ABLE accounts were created by the Achieving a Better Life Experience Act of 2014 as an alternative to special needs trusts and to share the benefits of 529 plans for people who are unlikely to pursue higher education. They only go part way towards those goals but nevertheless can be very useful in providing flexibility around very strict public benefit rules, especially those of the Supplemental Security Income (SSI) program.
A qualified ABLE account will not be counted against the asset or income limits for SSI, subsidized housing, food stamps, or MassHealth as long as it meets the following requirements:
- The beneficiary must have become disabled before age 26.(This is the biggest restriction in terms of the benefits of ABLE accounts extending to a larger group of Americans with disabilities.)
- He may have only one ABLE account.
- It may receive no more than $15,000 a year.
- It may not exceed $100,000 total.
- Expenditures must only be for a list of qualified purposes, essentially living expenses.
SSI has had the same $2,000 asset limit for 30 years and every dollar of income received by the SSI beneficiary (including gifts) must be offset by a dollar reduction in SSI benefits. The ABLE account provides a huge safety valve for these rules. The SSI beneficiary can now have up to $100,000 in an account she can manage herself (though given the $15,000 annual contribution restriction, it’s the rare account that will grow to this level).

◆ Task set:
**1.** Answer these questions from the passage on ABLE accounts:
(a) Which law created ABLE accounts, and in what year?
(b) Before what age must the beneficiary have become disabled?
(c) What is the SSI asset limit?
**2.** Rewrite the passage on ABLE accounts, starting at "A qualified ABLE" and ending at "essentially living expenses.", and swap "food stamps" for "SNAP benefits".
**3.** Carry on the passage about ABLE accounts from the point where it stops.
This material has no part in any of it.

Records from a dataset
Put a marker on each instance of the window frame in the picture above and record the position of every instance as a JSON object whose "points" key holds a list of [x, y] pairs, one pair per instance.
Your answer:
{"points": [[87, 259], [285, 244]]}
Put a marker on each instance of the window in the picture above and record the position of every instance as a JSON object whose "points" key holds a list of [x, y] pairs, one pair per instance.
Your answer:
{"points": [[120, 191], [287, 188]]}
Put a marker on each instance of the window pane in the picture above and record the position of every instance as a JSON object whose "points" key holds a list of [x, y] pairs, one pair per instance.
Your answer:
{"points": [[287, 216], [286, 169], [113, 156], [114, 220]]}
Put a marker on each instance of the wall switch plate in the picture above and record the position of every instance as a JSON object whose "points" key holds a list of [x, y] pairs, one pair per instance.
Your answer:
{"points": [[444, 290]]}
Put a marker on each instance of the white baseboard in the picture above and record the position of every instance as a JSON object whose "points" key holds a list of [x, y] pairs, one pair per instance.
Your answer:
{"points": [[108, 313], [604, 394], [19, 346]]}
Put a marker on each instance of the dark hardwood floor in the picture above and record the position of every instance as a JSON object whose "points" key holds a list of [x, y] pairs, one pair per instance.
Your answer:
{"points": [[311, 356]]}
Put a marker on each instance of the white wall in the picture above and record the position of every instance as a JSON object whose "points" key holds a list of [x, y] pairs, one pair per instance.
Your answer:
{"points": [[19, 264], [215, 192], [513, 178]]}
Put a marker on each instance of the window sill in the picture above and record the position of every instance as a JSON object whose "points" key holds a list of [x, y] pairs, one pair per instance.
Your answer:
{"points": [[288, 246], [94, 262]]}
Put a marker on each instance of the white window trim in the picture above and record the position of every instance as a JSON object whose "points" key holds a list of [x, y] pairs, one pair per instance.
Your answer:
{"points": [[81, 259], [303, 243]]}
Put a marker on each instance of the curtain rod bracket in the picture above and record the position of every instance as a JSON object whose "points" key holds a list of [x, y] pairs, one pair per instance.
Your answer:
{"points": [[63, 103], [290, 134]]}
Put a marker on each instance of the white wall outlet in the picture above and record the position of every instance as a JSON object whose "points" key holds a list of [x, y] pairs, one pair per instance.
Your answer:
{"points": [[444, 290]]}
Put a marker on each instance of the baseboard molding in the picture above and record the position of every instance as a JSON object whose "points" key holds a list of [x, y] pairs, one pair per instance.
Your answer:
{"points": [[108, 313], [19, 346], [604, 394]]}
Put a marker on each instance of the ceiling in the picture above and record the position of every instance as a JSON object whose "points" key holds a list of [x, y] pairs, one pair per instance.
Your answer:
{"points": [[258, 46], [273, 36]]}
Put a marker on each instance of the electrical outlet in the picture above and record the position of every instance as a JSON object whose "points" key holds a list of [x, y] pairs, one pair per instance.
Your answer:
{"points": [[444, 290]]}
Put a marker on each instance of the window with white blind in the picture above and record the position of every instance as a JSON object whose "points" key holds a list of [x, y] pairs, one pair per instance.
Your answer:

...

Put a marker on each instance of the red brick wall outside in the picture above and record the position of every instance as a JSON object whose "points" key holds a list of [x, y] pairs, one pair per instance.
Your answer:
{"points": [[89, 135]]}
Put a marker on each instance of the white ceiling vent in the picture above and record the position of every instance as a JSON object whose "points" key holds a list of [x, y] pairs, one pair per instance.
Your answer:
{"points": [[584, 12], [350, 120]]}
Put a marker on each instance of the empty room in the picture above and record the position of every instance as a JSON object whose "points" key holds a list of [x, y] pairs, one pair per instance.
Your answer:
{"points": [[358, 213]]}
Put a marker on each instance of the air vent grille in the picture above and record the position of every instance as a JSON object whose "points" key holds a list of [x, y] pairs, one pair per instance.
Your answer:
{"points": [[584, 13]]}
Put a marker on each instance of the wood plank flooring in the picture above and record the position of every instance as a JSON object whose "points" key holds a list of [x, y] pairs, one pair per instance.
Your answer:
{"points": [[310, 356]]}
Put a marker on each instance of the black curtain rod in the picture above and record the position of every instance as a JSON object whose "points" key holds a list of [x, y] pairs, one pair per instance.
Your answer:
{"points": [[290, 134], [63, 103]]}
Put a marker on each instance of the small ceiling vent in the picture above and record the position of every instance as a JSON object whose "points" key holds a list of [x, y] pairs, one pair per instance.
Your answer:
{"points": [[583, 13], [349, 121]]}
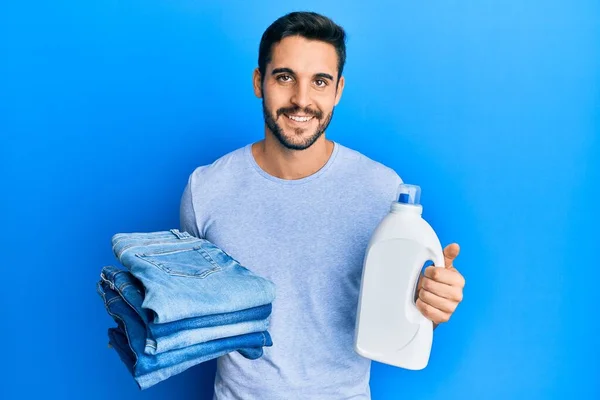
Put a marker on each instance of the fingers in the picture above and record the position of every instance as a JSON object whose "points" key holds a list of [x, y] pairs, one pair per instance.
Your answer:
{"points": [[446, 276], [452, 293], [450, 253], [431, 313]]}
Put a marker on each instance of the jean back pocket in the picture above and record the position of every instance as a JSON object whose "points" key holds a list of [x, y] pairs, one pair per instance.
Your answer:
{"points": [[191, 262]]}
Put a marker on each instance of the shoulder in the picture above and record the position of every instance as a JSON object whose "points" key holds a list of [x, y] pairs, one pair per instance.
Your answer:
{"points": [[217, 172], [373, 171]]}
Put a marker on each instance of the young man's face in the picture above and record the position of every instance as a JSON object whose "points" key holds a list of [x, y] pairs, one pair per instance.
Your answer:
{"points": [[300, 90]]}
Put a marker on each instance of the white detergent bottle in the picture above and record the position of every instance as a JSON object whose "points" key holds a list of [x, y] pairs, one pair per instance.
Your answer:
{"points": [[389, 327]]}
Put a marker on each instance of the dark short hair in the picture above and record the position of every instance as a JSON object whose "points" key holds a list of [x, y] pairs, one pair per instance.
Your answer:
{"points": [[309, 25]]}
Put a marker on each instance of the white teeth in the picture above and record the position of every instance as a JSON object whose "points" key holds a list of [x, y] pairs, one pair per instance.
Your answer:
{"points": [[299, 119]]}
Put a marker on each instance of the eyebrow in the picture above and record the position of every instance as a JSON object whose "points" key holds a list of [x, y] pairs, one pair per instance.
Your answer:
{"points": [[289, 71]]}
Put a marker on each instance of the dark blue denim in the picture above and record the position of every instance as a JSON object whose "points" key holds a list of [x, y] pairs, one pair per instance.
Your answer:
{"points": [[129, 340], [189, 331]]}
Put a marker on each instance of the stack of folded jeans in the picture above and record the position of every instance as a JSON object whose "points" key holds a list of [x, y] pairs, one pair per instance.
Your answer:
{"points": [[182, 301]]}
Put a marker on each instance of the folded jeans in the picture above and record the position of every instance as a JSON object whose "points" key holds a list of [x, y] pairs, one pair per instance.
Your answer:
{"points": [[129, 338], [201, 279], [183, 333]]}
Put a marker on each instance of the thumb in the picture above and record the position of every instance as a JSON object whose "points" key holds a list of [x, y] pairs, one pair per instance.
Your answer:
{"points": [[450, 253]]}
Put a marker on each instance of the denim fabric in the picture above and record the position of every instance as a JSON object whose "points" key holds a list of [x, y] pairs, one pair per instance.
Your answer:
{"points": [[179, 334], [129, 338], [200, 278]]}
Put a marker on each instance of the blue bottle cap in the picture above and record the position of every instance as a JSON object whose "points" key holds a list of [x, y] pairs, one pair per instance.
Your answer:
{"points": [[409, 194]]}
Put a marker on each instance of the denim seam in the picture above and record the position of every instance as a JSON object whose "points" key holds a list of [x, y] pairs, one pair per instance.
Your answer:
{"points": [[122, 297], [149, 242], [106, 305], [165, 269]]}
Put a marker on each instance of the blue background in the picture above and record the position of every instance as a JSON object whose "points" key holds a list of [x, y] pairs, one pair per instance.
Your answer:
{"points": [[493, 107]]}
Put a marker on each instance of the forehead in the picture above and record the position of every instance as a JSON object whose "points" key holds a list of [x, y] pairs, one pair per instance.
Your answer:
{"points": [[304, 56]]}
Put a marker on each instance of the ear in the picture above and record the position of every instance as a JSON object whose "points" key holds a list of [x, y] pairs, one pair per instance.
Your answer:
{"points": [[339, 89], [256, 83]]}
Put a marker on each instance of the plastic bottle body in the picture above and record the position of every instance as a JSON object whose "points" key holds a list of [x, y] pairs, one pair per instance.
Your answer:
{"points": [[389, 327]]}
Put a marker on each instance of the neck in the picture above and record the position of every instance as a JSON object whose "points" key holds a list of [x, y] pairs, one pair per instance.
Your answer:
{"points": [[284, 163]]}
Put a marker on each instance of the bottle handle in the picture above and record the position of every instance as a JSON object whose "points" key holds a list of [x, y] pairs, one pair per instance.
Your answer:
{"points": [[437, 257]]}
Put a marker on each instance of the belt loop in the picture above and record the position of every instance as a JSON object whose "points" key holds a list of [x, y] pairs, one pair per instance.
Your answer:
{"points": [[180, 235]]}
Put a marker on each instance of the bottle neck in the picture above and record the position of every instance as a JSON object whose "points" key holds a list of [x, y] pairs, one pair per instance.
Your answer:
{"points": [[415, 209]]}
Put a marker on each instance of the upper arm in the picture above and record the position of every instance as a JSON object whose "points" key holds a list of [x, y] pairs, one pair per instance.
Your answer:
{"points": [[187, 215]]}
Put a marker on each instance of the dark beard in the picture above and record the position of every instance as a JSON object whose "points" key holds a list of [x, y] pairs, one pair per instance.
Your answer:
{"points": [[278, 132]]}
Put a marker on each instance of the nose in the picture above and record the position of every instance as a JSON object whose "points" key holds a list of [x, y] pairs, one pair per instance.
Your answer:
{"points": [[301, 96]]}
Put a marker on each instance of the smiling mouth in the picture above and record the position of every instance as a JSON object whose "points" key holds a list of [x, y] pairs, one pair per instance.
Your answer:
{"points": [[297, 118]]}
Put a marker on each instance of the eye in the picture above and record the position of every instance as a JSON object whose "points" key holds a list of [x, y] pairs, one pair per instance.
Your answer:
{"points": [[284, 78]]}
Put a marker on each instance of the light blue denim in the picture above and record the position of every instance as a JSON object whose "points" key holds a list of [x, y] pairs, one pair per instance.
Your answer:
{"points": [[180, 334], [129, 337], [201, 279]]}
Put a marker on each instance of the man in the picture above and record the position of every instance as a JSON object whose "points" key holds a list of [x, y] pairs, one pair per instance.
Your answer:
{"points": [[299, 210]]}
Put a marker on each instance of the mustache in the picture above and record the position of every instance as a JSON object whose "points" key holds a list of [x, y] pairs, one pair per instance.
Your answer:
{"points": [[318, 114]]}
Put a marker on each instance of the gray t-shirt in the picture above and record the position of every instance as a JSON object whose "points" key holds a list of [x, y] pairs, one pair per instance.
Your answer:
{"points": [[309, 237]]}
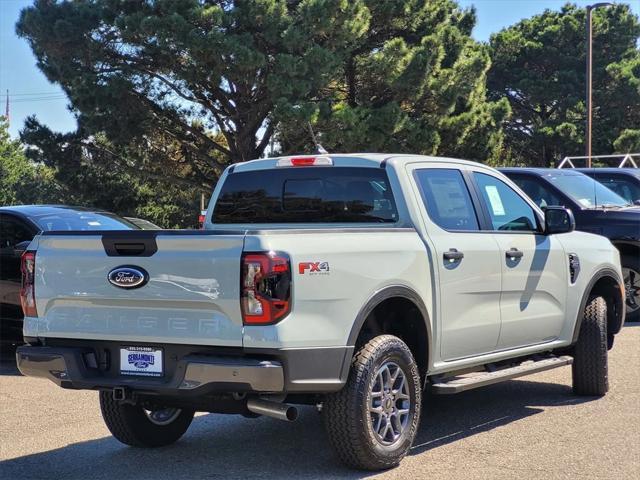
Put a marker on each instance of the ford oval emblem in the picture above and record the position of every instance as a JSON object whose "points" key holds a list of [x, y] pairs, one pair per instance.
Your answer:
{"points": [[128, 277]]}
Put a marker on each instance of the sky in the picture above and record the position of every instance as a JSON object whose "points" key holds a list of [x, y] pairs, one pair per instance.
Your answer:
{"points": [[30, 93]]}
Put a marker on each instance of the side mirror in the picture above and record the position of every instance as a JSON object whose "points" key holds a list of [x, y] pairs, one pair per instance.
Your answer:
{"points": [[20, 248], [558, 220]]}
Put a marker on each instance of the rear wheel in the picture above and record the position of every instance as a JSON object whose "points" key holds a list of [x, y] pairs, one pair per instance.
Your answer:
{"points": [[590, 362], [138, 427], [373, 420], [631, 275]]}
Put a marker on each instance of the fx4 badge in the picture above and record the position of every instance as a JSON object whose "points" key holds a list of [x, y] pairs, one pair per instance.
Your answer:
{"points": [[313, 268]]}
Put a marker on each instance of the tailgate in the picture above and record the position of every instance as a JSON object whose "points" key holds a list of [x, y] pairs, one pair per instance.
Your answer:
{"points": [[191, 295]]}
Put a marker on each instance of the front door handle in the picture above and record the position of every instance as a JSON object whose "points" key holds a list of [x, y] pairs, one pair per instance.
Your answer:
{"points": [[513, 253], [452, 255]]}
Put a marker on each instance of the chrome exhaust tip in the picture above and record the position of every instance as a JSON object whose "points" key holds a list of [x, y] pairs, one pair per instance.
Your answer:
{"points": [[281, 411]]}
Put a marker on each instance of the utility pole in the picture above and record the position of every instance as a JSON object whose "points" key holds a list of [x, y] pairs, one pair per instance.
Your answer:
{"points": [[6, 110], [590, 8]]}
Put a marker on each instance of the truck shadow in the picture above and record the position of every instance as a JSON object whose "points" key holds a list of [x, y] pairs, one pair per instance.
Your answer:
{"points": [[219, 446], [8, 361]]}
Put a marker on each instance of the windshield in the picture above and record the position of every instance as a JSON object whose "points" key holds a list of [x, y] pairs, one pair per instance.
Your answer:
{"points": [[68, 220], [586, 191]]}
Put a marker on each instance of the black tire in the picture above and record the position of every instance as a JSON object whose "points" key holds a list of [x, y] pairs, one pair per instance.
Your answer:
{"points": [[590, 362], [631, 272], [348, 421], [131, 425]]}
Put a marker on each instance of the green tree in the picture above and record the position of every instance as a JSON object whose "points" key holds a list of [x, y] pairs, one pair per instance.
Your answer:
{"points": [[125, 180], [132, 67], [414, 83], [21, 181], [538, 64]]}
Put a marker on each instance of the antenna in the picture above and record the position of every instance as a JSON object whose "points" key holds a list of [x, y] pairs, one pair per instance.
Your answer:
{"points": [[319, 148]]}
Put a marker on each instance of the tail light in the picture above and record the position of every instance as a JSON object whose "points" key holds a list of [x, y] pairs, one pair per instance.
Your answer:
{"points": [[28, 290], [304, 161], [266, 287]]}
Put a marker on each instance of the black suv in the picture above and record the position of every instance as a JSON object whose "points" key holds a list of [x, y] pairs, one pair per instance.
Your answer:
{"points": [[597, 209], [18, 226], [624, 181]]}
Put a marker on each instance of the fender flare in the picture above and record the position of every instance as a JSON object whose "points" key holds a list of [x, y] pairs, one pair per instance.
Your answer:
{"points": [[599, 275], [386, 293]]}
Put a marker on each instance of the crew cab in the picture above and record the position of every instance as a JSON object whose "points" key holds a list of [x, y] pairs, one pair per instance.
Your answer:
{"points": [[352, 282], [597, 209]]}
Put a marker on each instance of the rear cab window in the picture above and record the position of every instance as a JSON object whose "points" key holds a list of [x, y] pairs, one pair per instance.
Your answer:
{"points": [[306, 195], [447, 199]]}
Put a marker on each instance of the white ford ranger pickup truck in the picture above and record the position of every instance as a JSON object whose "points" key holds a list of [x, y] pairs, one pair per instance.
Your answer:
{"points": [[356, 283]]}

--

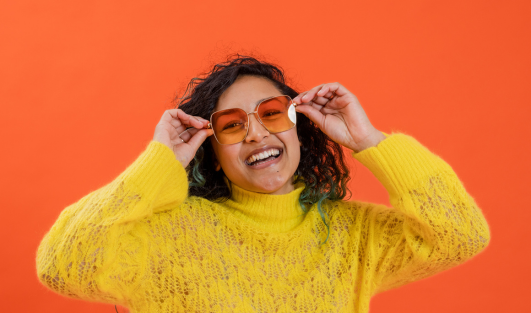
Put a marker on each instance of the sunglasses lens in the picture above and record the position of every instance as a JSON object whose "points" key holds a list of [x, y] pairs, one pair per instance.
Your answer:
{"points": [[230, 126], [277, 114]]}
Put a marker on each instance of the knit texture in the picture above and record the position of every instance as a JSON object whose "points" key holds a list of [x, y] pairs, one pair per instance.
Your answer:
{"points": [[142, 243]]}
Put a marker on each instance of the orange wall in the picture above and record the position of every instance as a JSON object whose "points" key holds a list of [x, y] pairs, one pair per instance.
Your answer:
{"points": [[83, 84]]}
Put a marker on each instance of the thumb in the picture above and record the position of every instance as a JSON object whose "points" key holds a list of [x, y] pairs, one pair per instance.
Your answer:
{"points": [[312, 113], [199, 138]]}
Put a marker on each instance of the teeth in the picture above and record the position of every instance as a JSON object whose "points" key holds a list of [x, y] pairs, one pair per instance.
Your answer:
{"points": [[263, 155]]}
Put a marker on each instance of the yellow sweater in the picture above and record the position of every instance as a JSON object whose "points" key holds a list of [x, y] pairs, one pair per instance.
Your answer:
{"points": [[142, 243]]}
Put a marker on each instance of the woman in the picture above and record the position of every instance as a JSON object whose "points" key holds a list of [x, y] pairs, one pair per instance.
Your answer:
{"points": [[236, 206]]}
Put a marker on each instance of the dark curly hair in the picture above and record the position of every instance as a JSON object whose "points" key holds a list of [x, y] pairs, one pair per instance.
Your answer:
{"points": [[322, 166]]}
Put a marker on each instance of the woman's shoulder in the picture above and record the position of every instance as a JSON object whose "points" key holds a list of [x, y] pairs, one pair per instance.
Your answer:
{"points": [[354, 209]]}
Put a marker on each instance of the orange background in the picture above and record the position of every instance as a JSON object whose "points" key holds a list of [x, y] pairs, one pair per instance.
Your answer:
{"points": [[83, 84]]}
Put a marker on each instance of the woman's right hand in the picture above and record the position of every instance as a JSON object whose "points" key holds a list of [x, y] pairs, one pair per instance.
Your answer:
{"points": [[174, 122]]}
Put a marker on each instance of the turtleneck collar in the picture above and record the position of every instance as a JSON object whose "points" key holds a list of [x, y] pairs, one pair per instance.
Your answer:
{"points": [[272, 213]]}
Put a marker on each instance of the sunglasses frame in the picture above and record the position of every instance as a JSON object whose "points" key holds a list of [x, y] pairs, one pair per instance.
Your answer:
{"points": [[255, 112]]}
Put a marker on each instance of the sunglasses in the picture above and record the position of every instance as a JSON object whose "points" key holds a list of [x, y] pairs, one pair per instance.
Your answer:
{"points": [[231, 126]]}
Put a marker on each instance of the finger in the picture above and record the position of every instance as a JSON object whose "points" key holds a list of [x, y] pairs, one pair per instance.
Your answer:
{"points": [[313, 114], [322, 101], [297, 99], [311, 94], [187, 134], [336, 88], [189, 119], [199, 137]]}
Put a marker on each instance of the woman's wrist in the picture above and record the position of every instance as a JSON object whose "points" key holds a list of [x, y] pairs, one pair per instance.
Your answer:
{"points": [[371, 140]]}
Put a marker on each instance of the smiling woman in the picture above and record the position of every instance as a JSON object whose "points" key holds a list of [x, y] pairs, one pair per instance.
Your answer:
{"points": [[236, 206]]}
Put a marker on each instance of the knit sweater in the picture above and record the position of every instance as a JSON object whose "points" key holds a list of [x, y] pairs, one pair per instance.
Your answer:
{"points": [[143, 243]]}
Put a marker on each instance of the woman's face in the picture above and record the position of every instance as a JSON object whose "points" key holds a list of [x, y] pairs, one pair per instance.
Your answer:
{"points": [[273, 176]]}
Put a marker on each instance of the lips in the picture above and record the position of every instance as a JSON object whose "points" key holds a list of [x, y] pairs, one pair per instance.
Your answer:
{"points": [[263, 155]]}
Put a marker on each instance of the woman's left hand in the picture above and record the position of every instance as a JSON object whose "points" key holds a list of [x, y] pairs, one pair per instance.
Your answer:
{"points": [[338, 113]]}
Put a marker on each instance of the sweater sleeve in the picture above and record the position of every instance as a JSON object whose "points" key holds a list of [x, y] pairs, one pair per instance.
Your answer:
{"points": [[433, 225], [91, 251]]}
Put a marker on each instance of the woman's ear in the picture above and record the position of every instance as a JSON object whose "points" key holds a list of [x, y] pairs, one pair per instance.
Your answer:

◆ Outputs in order:
**1.**
(a) The Achieving a Better Life Experience Act of 2014
(b) Age 26
(c) $2,000

**2.**
A qualified ABLE account will not be counted against the asset or income limits for SSI, subsidized housing, SNAP benefits, or MassHealth as long as it meets the following requirements:
- The beneficiary must have become disabled before age 26.(This is the biggest restriction in terms of the benefits of ABLE accounts extending to a larger group of Americans with disabilities.)
- He may have only one ABLE account.
- It may receive no more than $15,000 a year.
- It may not exceed $100,000 total.
- Expenditures must only be for a list of qualified purposes, essentially living expenses.

**3.**
In addition, a family member or special needs trust can now contribute income to the ABLE account that the beneficiary can use for her needs as she wishes. For instance, a special needs trust may deposit $1,000 a month into the ABLE account without affecting the beneficiary’s SSI eligibility or eligibility for other benefits. This can ease up the burden for trustees and family members who previously had to go through significant efforts to pay expenses for the beneficiary rather than giving money to her directly. For instance, the SSI rules permit a family member to pay for a haircut, but not to give the beneficiary the money to pay for the haircut herself.
ABLE accounts, like 529 accounts for college expenses, are tax free as long as the funds are used for qualified expenses, but this is really a very small benefit. ABLE accounts typically do not hold significant amounts for significant periods, so the tax-free growth of investments is virtually nonexistent.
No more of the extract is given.